Given task> Please pull out every line in the items below that contains the string "cabinet". Case counts.

Data in this exercise>
+-------+
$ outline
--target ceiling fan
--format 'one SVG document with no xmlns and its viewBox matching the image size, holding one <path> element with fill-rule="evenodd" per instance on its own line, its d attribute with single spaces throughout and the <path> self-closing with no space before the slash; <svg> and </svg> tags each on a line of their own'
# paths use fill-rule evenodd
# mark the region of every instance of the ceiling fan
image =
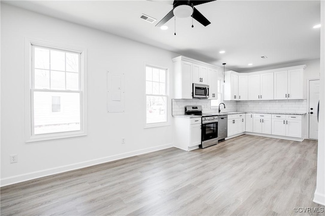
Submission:
<svg viewBox="0 0 325 216">
<path fill-rule="evenodd" d="M 215 1 L 216 0 L 175 0 L 173 3 L 173 10 L 157 23 L 156 26 L 162 26 L 174 16 L 181 18 L 191 16 L 198 22 L 206 26 L 210 24 L 211 22 L 202 14 L 200 13 L 194 6 Z"/>
</svg>

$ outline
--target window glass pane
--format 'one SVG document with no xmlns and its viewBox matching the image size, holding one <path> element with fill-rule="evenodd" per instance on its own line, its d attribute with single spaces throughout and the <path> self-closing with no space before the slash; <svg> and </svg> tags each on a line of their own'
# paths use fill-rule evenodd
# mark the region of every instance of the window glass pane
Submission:
<svg viewBox="0 0 325 216">
<path fill-rule="evenodd" d="M 51 70 L 66 70 L 65 53 L 63 52 L 51 51 Z"/>
<path fill-rule="evenodd" d="M 54 97 L 60 97 L 59 112 L 52 112 Z M 35 134 L 80 131 L 80 97 L 79 93 L 34 92 Z"/>
<path fill-rule="evenodd" d="M 66 53 L 67 71 L 79 72 L 79 55 L 75 53 Z"/>
<path fill-rule="evenodd" d="M 50 69 L 50 51 L 45 49 L 35 48 L 34 50 L 34 67 Z"/>
<path fill-rule="evenodd" d="M 165 84 L 159 83 L 159 95 L 166 95 Z"/>
<path fill-rule="evenodd" d="M 79 90 L 79 75 L 78 73 L 67 72 L 67 89 L 69 90 Z"/>
<path fill-rule="evenodd" d="M 152 68 L 152 81 L 159 82 L 159 69 Z"/>
<path fill-rule="evenodd" d="M 167 98 L 163 96 L 147 96 L 147 123 L 167 121 Z"/>
<path fill-rule="evenodd" d="M 36 69 L 34 71 L 34 85 L 35 89 L 50 89 L 50 71 Z"/>
<path fill-rule="evenodd" d="M 146 81 L 146 94 L 152 94 L 152 82 Z"/>
<path fill-rule="evenodd" d="M 51 89 L 66 89 L 65 73 L 61 71 L 51 71 Z"/>
<path fill-rule="evenodd" d="M 146 80 L 152 81 L 152 69 L 146 67 Z"/>
<path fill-rule="evenodd" d="M 165 82 L 166 79 L 166 71 L 165 70 L 159 70 L 159 81 Z"/>
<path fill-rule="evenodd" d="M 159 82 L 152 82 L 152 94 L 159 95 Z"/>
</svg>

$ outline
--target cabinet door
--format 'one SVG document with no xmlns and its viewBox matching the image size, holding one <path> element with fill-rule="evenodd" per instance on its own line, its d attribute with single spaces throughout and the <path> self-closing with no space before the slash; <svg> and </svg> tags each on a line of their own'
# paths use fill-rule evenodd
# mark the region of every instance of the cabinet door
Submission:
<svg viewBox="0 0 325 216">
<path fill-rule="evenodd" d="M 274 100 L 285 100 L 288 94 L 288 73 L 286 70 L 274 73 Z"/>
<path fill-rule="evenodd" d="M 181 65 L 181 72 L 179 75 L 179 77 L 177 77 L 177 80 L 180 80 L 181 84 L 175 89 L 178 90 L 180 89 L 180 92 L 178 90 L 178 92 L 175 93 L 175 95 L 177 95 L 177 98 L 182 98 L 184 99 L 192 99 L 192 92 L 193 91 L 193 87 L 192 85 L 192 63 L 184 61 L 182 61 Z M 179 83 L 179 82 L 178 82 Z M 179 85 L 179 84 L 178 84 Z"/>
<path fill-rule="evenodd" d="M 261 91 L 259 74 L 248 75 L 248 100 L 259 100 Z M 255 121 L 254 121 L 255 122 Z"/>
<path fill-rule="evenodd" d="M 285 119 L 272 119 L 272 134 L 285 136 Z"/>
<path fill-rule="evenodd" d="M 202 84 L 201 77 L 200 76 L 200 65 L 196 64 L 192 64 L 192 79 L 193 80 L 193 83 Z"/>
<path fill-rule="evenodd" d="M 285 135 L 287 137 L 301 138 L 301 120 L 286 120 Z"/>
<path fill-rule="evenodd" d="M 206 85 L 209 84 L 209 80 L 208 79 L 208 68 L 207 67 L 200 66 L 200 77 L 201 77 L 201 83 Z"/>
<path fill-rule="evenodd" d="M 232 74 L 230 75 L 232 100 L 238 100 L 238 75 Z"/>
<path fill-rule="evenodd" d="M 191 140 L 189 146 L 201 144 L 201 124 L 191 124 Z"/>
<path fill-rule="evenodd" d="M 253 132 L 262 133 L 262 119 L 259 118 L 253 118 Z"/>
<path fill-rule="evenodd" d="M 238 100 L 248 100 L 248 76 L 238 75 Z"/>
<path fill-rule="evenodd" d="M 303 70 L 288 70 L 288 99 L 303 99 Z"/>
<path fill-rule="evenodd" d="M 217 70 L 208 68 L 208 80 L 209 81 L 209 99 L 218 99 L 218 73 Z"/>
<path fill-rule="evenodd" d="M 273 100 L 273 72 L 261 74 L 261 100 Z"/>
<path fill-rule="evenodd" d="M 253 114 L 246 114 L 246 129 L 247 132 L 253 132 Z"/>
<path fill-rule="evenodd" d="M 271 134 L 272 128 L 272 119 L 271 118 L 262 119 L 262 134 Z"/>
</svg>

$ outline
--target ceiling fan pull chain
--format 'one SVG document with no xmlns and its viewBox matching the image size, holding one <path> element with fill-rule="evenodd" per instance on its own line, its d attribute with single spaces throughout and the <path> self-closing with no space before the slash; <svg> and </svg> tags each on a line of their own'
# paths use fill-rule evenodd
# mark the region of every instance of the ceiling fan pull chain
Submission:
<svg viewBox="0 0 325 216">
<path fill-rule="evenodd" d="M 174 33 L 174 35 L 176 35 L 176 17 L 175 16 L 175 33 Z"/>
</svg>

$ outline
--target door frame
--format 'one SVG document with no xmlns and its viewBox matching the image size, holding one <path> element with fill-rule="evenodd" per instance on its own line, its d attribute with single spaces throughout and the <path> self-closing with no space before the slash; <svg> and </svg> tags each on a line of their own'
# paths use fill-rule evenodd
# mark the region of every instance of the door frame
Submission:
<svg viewBox="0 0 325 216">
<path fill-rule="evenodd" d="M 305 139 L 308 139 L 308 140 L 310 140 L 309 139 L 309 87 L 310 87 L 310 85 L 309 85 L 309 81 L 312 81 L 312 80 L 319 80 L 319 78 L 310 78 L 310 79 L 307 79 L 307 104 L 306 104 L 306 121 L 307 121 L 307 127 L 306 127 L 306 128 L 305 129 L 306 131 L 305 131 L 305 134 L 306 135 L 305 136 Z M 312 139 L 312 140 L 313 140 Z"/>
</svg>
+-------+
Complete response>
--target cabinet door
# mark the region of every instance of the cabinet door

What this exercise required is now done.